• **Passage shown**

********************

Dear Alumni,
My first year as president of Mesa Community College has been exciting, rewarding and fulfilling. I am so grateful to be working with truly dedicated faculty and staff on transforming the student experience. I’d like to share some notable accomplishments.
MCC has made remarkable progress in the foundations we are building to achieve our benchmark goals in the transformation process. Our new fields of interest and pathway mapping allow students to find the most streamlined route to certificate, degree and transfer programs. Innovations in developmental education and integrated student support mean greater opportunity for student success. At the heart of the transformation process is the goal of providing an equitable education experience for all students by helping them meet their needs: academic, non-cognitive (time management, note taking, stress handling, etc.) and basic (food, shelter, transportation, etc.). With more than half our students the first in their families to attend college and a third from the Hispanic community, these transformative strategies and creative support approaches are vital.
Knowing that the foundation for college success begins in K-12, MCC is working with Mesa Public Schools to prepare more students to successfully achieve college. One such partnership has placed a full-time MCC advisor in each of six Mesa high schools. As a result, more MPS seniors are enrolling in college and Early College enrollment has increased as the advisors share how to earn college credits in high school through our dual and concurrent programs.
Our Red Mountain campus has seen an increase in enrollment for the first time in several years. New programs at Red Mountain include another MPS partnership called the Early College Academy. Students from select Mesa high schools are transported to the Red Mountain campus to take classes that meet both high school graduation and college degree requirements. The First Year Experience (FYE), new at Red Mountain, offers high school freshmen, mostly first-generation college students, support through study sessions, workshops and scholarships. Additionally, this fall semester, the Red Mountain campus welcomed a restructured Nurse Assisting program featuring an eight-week schedule so that more students can complete this popular career course.
The East Valley IT Institute, a collaboration among Mesa Community College, Chandler-Gilbert Community College and Scottsdale Community College, has been created to meet the demand for an emerging technological workforce with classes in blockchain, iOS, Adobe and Swift/Xcode.

********************

• **Excerpted records**
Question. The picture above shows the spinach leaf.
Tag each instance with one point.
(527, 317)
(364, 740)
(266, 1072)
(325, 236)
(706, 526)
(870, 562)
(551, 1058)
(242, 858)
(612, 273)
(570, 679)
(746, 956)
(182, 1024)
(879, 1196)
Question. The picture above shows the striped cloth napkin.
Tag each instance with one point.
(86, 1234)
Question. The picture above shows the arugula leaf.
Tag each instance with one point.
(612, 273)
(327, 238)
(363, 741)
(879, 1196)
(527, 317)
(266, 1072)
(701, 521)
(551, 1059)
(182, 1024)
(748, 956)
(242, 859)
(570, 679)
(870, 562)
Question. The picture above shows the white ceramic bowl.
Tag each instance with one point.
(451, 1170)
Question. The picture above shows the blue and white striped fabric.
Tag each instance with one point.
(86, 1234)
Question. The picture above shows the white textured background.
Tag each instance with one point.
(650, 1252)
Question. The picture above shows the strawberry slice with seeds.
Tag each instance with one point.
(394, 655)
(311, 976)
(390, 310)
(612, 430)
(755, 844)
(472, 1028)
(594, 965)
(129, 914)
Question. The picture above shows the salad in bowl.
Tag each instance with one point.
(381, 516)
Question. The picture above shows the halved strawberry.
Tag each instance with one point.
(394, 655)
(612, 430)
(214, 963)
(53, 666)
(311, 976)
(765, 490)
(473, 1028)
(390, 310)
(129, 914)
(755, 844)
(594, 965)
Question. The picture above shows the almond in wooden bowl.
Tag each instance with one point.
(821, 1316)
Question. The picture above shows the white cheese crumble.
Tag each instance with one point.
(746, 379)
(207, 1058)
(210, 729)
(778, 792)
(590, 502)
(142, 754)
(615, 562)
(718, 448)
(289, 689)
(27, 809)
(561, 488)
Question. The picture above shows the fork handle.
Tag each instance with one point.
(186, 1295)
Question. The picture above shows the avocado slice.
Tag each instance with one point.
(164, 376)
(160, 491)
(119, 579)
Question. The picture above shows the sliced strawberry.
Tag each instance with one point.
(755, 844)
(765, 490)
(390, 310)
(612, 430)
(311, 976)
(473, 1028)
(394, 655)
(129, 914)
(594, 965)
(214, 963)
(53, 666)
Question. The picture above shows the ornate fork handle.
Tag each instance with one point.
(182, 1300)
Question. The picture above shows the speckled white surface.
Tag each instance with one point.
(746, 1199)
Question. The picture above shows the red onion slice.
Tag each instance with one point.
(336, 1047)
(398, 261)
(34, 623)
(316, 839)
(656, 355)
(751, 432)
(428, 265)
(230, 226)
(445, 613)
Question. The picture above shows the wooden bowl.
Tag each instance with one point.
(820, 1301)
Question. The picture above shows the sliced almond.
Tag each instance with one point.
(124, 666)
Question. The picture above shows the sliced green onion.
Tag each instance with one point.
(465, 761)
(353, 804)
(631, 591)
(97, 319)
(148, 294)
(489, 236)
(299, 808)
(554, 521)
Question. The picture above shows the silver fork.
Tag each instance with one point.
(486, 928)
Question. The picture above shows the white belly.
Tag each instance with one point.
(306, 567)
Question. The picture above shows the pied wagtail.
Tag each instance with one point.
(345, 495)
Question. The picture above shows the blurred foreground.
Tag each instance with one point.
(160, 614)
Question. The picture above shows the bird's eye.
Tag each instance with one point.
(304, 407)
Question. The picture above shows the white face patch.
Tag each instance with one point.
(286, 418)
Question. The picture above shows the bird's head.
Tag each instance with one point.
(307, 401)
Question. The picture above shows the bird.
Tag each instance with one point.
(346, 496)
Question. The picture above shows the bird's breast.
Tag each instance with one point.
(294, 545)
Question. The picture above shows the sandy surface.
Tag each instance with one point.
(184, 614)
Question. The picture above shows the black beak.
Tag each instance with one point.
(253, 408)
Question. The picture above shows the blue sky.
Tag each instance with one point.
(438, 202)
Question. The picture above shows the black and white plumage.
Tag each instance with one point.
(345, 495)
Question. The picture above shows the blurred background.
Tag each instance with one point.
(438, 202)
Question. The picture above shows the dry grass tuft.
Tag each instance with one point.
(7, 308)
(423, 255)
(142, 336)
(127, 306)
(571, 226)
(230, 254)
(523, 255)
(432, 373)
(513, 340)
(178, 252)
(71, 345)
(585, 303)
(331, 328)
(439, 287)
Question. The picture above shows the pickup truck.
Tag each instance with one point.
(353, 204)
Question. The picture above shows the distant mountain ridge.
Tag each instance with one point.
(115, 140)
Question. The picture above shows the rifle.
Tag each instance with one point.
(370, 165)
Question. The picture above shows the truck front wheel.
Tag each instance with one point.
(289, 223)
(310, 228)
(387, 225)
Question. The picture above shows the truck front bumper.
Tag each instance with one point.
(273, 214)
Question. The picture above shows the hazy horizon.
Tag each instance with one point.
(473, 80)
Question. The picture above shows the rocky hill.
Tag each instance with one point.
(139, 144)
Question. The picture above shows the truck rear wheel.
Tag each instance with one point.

********************

• **Instruction**
Summarize the alumni letter above in two sentences.

• **Output for this exercise**
During the president's first year, Mesa Community College introduced fields of interest, pathway mapping, developmental education innovations and integrated student support to give an equitable education to all students, more than half of whom are the first in their families to attend college. It also partnered with Mesa Public Schools to place advisors in six high schools and start the Early College Academy, saw enrollment rise and programs expand at its Red Mountain campus, and joined two other colleges to create the East Valley IT Institute.